### YOUR GOAL
Render the data from the line with "pixel 852 1063." up to and including the line with "pixel 168 19" as a Markdown table with two columns, Row and Line. Row holds a running row number and Line holds the line itself; leave out blank lines.

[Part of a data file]
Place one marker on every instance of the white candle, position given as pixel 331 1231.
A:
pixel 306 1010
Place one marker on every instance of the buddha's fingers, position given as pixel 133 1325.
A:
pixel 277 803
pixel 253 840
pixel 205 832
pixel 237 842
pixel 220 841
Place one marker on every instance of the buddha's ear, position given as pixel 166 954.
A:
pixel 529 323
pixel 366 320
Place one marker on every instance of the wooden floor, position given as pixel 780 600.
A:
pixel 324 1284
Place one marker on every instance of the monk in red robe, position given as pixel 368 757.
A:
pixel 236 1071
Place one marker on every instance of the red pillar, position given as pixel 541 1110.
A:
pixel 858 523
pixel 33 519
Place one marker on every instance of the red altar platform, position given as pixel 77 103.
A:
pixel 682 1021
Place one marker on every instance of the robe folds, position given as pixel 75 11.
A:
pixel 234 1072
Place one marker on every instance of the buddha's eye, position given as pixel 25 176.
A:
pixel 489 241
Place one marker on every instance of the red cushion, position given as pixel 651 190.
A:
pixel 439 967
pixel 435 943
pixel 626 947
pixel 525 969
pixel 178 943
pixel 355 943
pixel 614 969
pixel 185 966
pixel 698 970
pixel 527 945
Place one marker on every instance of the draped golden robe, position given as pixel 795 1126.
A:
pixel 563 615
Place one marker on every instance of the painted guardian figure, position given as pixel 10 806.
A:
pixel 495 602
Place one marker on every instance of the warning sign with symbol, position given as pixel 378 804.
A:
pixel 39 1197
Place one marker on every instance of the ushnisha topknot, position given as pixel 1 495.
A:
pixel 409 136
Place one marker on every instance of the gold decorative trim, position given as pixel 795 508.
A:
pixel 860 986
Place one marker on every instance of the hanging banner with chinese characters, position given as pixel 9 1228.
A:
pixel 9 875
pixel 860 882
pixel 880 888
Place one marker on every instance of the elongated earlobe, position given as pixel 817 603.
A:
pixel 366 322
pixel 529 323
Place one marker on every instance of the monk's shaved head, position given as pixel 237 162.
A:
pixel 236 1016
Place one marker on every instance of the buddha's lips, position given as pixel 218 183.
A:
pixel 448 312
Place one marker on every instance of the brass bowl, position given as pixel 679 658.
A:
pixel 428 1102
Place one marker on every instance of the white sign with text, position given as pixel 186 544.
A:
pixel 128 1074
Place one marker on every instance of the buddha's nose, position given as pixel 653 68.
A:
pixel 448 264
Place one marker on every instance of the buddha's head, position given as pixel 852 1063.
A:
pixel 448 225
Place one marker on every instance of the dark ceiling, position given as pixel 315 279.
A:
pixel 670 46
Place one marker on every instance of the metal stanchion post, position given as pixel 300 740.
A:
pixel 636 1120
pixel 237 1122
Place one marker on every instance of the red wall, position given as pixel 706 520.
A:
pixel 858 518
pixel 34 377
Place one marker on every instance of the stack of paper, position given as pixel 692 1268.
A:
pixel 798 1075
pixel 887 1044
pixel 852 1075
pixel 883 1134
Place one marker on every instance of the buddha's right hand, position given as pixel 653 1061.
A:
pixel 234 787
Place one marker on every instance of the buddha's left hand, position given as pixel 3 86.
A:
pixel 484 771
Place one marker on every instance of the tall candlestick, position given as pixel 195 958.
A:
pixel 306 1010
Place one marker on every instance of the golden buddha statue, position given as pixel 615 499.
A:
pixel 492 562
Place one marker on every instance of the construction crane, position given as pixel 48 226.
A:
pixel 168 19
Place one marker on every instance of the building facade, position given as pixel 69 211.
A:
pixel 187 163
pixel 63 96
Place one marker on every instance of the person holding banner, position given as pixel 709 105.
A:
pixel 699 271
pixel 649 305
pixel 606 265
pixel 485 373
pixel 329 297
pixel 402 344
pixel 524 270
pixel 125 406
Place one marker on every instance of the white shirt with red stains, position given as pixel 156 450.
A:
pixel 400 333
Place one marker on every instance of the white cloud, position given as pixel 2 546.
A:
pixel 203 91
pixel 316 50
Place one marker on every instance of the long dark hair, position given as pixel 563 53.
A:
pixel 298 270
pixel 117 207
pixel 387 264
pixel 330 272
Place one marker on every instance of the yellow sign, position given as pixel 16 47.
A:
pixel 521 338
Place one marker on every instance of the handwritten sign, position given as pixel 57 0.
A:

### EXERCISE ANSWER
| Row | Line |
|---|---|
| 1 | Place one marker on every instance of the buddha's head, position given as pixel 852 1063. |
| 2 | A: |
| 3 | pixel 448 225 |
| 4 | Place one marker on every instance of the dark ceiling, position given as pixel 315 279. |
| 5 | A: |
| 6 | pixel 670 46 |
| 7 | Place one marker on every instance of the metal stanchion post, position given as pixel 300 740. |
| 8 | A: |
| 9 | pixel 636 1120 |
| 10 | pixel 237 1122 |
| 11 | Place one marker on every instance of the red wall, position given as pixel 706 520. |
| 12 | A: |
| 13 | pixel 858 518 |
| 14 | pixel 34 377 |
| 15 | Place one marker on every instance of the stack of paper, position given as pixel 692 1268. |
| 16 | A: |
| 17 | pixel 798 1075 |
| 18 | pixel 887 1044 |
| 19 | pixel 852 1075 |
| 20 | pixel 883 1134 |
| 21 | Place one marker on every instance of the buddha's right hand, position given as pixel 653 1061. |
| 22 | A: |
| 23 | pixel 234 787 |
| 24 | Place one marker on every instance of the buddha's left hand, position given as pixel 3 86. |
| 25 | A: |
| 26 | pixel 484 771 |
| 27 | Place one marker on every instance of the tall candlestick, position given as pixel 195 958. |
| 28 | A: |
| 29 | pixel 306 1010 |
| 30 | Place one marker on every instance of the golden buddha statue, position given as pixel 615 499. |
| 31 | A: |
| 32 | pixel 492 562 |
| 33 | Place one marker on every instance of the construction crane, position given as pixel 48 226. |
| 34 | A: |
| 35 | pixel 168 19 |